DATA RECORDS: Begin

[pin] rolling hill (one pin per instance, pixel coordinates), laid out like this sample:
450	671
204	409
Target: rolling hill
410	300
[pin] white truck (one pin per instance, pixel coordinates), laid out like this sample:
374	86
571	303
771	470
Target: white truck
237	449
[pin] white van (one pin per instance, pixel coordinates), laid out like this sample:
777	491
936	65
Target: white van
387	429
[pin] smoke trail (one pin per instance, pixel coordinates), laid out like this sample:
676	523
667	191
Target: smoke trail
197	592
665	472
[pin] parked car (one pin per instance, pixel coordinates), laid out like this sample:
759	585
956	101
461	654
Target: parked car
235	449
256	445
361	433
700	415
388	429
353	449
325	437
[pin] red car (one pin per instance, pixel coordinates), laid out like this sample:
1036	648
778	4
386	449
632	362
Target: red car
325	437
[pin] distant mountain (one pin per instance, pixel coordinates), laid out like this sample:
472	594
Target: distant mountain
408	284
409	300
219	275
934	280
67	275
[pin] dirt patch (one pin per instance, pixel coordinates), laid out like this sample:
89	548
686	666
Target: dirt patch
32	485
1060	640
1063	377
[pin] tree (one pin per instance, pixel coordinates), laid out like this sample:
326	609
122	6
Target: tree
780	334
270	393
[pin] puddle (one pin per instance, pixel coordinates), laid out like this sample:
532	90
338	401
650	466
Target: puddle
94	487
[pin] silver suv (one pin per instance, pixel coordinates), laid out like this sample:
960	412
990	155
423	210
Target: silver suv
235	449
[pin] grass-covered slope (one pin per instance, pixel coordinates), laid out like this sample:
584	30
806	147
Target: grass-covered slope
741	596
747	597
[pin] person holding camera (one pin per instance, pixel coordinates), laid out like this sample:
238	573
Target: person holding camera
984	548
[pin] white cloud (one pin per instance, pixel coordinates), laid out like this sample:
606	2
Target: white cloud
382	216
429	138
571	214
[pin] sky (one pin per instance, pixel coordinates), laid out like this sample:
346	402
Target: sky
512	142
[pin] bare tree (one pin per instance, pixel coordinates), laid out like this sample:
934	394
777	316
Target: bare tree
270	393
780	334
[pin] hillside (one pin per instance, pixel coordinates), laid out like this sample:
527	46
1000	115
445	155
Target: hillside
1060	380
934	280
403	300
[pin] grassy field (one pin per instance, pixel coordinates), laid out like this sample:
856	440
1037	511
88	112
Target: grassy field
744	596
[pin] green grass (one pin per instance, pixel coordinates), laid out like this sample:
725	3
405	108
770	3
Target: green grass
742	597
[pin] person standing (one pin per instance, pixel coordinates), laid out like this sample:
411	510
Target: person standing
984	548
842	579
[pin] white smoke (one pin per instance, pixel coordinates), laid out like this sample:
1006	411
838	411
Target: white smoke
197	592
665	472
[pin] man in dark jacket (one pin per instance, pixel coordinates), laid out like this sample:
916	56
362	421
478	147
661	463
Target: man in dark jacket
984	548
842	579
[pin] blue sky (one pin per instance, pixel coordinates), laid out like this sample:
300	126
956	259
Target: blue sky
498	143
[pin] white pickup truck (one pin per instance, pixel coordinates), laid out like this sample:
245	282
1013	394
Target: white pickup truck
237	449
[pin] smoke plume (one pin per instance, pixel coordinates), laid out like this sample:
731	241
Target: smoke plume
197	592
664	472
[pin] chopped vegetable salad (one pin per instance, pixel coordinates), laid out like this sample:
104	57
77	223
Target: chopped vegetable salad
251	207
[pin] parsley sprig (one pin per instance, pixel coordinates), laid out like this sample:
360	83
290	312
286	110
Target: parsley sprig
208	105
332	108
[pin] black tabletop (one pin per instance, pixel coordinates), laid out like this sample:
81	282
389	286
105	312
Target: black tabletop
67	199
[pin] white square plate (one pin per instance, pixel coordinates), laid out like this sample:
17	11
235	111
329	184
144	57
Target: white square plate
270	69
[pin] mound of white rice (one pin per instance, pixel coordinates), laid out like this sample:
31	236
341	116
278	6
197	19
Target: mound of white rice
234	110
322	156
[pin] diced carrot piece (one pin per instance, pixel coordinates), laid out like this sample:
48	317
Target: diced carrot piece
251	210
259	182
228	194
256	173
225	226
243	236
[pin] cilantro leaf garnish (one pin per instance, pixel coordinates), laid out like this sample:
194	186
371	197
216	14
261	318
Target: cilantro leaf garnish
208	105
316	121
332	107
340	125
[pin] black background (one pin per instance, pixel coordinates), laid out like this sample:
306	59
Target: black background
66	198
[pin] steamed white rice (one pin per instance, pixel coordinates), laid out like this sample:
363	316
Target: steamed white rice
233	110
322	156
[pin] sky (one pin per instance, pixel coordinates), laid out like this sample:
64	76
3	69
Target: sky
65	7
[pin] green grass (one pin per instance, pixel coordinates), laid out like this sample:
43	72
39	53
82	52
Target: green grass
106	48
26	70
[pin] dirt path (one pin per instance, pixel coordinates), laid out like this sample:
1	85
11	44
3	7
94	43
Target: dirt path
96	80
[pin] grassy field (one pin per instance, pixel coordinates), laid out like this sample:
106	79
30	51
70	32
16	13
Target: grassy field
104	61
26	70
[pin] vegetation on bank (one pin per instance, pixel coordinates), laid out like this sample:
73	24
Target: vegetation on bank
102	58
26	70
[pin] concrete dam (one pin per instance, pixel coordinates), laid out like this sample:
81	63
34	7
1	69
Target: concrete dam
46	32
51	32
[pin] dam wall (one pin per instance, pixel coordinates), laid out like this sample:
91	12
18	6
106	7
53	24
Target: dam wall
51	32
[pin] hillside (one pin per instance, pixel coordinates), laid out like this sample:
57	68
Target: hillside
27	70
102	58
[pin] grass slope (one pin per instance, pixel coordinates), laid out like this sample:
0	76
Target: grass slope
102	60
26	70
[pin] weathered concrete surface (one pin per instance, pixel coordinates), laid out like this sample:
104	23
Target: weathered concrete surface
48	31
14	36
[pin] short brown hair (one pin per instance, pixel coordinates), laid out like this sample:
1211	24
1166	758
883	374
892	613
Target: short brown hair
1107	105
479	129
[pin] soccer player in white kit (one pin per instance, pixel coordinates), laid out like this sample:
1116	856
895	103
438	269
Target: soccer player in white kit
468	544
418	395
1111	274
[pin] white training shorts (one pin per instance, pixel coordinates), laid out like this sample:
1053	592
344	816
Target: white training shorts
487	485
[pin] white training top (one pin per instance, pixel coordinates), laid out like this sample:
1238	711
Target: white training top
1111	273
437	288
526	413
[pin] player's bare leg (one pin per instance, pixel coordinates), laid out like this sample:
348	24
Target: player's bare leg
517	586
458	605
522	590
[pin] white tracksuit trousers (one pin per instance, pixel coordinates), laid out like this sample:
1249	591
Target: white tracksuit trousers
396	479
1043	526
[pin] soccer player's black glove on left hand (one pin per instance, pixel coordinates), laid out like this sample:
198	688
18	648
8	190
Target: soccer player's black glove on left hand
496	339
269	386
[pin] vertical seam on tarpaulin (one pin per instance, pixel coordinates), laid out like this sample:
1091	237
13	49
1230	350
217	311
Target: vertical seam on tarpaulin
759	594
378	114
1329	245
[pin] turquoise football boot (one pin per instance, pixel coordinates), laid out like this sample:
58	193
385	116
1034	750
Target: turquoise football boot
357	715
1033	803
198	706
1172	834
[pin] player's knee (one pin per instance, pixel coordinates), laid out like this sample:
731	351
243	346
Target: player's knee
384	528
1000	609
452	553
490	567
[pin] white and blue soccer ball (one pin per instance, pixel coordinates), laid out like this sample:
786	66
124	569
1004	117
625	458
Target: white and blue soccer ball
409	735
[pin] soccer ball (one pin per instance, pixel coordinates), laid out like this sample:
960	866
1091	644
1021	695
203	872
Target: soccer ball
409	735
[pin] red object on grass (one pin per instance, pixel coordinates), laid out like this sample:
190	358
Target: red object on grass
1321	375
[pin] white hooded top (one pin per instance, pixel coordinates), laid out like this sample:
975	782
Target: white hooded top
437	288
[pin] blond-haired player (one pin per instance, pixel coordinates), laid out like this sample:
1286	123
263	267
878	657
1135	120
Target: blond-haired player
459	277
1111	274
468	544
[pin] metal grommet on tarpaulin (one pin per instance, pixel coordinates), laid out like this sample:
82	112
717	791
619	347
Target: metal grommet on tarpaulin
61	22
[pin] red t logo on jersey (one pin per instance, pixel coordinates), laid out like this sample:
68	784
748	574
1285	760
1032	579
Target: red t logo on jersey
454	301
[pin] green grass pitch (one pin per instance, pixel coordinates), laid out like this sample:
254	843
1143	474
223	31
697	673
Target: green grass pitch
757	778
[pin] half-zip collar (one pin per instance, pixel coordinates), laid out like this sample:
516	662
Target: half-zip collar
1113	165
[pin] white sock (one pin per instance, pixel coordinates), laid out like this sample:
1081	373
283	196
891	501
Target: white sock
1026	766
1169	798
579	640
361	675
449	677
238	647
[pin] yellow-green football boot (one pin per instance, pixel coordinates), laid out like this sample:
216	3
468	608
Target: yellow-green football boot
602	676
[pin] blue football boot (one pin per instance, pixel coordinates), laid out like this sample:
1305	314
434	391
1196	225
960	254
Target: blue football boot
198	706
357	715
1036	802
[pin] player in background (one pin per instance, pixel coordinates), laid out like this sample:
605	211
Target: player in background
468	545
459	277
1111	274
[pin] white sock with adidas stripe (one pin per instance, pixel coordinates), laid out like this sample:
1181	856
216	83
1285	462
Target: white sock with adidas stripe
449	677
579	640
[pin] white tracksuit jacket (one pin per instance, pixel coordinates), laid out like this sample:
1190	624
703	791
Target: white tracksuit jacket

DATA RECORDS: End

BRIEF. Everything from the line containing "Target: soccer ball" through the last line of the listing must be reproduced exactly, and no other line.

TASK RESPONSE.
Target: soccer ball
409	735
[pin] red object on grass (one pin per instance, pixel coordinates), laid out like this sample:
190	358
Target: red object on grass
1321	375
[pin] white hooded top (one pin per instance, pixel coordinates), laid out like this sample:
975	782
Target: white hooded top
437	288
[pin] blond-haired player (one pin per instance, pixel coordinates), laid out like this sample:
1286	123
263	267
878	657
1135	120
Target: blond-haired player
459	277
1111	274
468	544
[pin] metal grommet on tarpaulin (one pin per instance, pixel coordinates), laid out like this sample:
82	112
717	791
619	347
Target: metal grommet on tarpaulin
61	22
[pin] red t logo on jersey (one pin per instance, pixel coordinates), laid out like this sample:
68	784
748	574
1285	760
1032	579
Target: red t logo on jersey
454	301
[pin] green grass pitch (one pin per instance, pixel coordinates), laid out like this sample:
254	843
1143	474
223	31
697	673
Target: green grass pitch
757	778
[pin] half-zip collar (one pin per instance, pixel coordinates), laid out like this sample:
516	662
Target: half-zip collar
1113	165
[pin] white sock (one pin per instance, pixel coordinates), laid out like this sample:
1081	373
283	196
891	501
Target: white sock
1026	766
1169	798
579	640
361	675
449	677
238	647
[pin] yellow-green football boot (one pin per instance, pixel coordinates), laid out like this sample:
216	3
468	608
Target: yellow-green football boot
602	676
[pin] blue football boot (one pin per instance, pixel coordinates), laid out like this sample:
1305	314
434	391
1196	225
960	254
Target: blue football boot
198	706
357	715
1036	802
[pin] player in background (one pin per instance, pixel coordinates), laid out like this sample:
605	211
Target: player in background
468	545
459	277
1111	274
[pin] white sock with adidas stripe (one pin per instance, pixel coordinates), laid out like this sample:
1181	856
216	83
1285	462
Target: white sock with adidas stripe
449	677
579	640
[pin] white tracksuit jacket (one pin per instance, pixel coordinates), laid out like this sample:
1190	624
703	791
Target: white tracksuit jacket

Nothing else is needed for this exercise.